:: Fragmento citado ::

El segundo es uno de los mejores libros que he tenido oportunidad de leer sobre este apasionante tópico, me refiero a In Defense of Negativity (The University of Chicago Press, 2006), del profesor de la Universidad de Vanderbilt John G. Geer, quien analiza la publicidad negativa utilizada en las campañas presidenciales norteamericanas entre 1960 y 2004, y prueba que los spots negativos enfatizan más en las características personales de los candidatos que en los temas de interés general. De acuerdo con Geer, y yo coincido, este tipo de spots contribuyen al proceso democrático, ya que ofrecen a los votantes información relevante y sustancial sobre quienes pretenden gobernarlos.

Y el tercer texto es un libro de publicación más reciente, El arte de ganar (Debate, 2010), cuyos autores son dos destacados consultores latinoamericanos, Jaime Durán Barba y Santiago Nieto, quienes hacen un repaso de cómo se ha usado el ataque en campañas electorales que han tenido un éxito destacado en la región, entre los que destaca, precisamente, la derrota de Andrés Manuel López Obrador hace 6 años.

En la más reciente elección presidencial, más allá de la campaña negativa de la que fue objeto el candidato presidencial del PRI, Enrique Peña Nieto fue victimario de sí mismo. Error tras error, un día sí y otro también, en diciembre 2011, Enrique Peña Nieto afectó su imagen de político con capacidad para gobernar, rayó su imagen impoluta de gobernante eficaz y debilitó su estilo de liderazgo. Y las encuestas publicadas así lo evidenciaron. No sólo en la intención de voto, sino en el incremento de sus negativos, incremento que refleja lo que John G. Geer advierte en su libro, a través de las campañas negativas (y peor aun cuando el propio candidato se autoinflige los golpes) aumentan las dudas entre los electores sobre la capacidad de liderazgo del candidato.

La reforma electoral aprobada en México en 2007 instaló a rango constitucional la prohibición de realizar campañas negativas en medios electrónicos. En 2012 las campañas de contraste no desaparecieron, y además de la radio y la televisión, se libraron cruentas batallas en diferentes arenas: de la electrónica pasaron a la digital y a la de tierra, y de ahí regresaron a la televisión y a la radio en forma de notas informativas a través de los noticiarios cuando éstos presentaron lo que estaba sucediendo en la Internet y en las calles.

:::

- Ejercicio propuesto 1:
Reescribe el tramo del fragmento sobre campañas negativas que va de "En la más reciente" a "liderazgo del candidato.", poniendo "figura" en lugar de "imagen".
- Ejercicio propuesto 2:
Resume en menos palabras el párrafo del fragmento que comienza con "La reforma electoral aprobada en México", sin perder sus datos principales.
Para resolver, apóyate solo en el fragmento citado.

:: Filas ::

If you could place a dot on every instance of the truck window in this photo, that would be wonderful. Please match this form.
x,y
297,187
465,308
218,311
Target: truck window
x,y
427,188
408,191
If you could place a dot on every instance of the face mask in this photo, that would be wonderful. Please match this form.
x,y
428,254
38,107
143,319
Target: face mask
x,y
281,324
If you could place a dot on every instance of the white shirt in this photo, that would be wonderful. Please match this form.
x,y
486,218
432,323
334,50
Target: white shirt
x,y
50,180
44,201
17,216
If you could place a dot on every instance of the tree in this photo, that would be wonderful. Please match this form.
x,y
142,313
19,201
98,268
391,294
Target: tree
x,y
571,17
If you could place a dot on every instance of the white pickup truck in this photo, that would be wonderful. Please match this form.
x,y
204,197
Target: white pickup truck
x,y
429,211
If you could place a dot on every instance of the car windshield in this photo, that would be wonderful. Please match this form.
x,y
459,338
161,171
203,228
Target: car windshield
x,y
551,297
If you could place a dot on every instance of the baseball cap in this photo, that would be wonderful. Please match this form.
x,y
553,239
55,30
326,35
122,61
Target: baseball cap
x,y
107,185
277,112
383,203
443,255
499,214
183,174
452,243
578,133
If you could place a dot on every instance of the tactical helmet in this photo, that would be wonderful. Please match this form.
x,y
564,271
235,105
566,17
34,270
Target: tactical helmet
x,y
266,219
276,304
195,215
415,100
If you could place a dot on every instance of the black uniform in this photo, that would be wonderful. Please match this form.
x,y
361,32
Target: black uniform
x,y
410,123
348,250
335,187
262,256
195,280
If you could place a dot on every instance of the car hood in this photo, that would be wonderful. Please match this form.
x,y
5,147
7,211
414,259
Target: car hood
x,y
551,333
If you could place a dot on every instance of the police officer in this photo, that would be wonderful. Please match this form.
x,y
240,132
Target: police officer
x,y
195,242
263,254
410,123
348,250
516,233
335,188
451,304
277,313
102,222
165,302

:::

- Respuesta final 1:
En la más reciente elección presidencial, más allá de la campaña negativa de la que fue objeto el candidato presidencial del PRI, Enrique Peña Nieto fue victimario de sí mismo. Error tras error, un día sí y otro también, en diciembre 2011, Enrique Peña Nieto afectó su figura de político con capacidad para gobernar, rayó su figura impoluta de gobernante eficaz y debilitó su estilo de liderazgo. Y las encuestas publicadas así lo evidenciaron. No sólo en la intención de voto, sino en el incremento de sus negativos, incremento que refleja lo que John G. Geer advierte en su libro, a través de las campañas negativas (y peor aun cuando el propio candidato se autoinflige los golpes) aumentan las dudas entre los electores sobre la capacidad de liderazgo del candidato.

- Respuesta final 2:
La reforma electoral mexicana de 2007 elevó a rango constitucional la prohibición de campañas negativas en medios electrónicos. Aun así, en 2012 las campañas de contraste no desaparecieron. Además de librarse en la radio y la televisión, pasaron al terreno digital y a la calle. Después volvieron a la radio y la televisión como notas de los noticiarios sobre lo que ocurría en Internet y en las calles.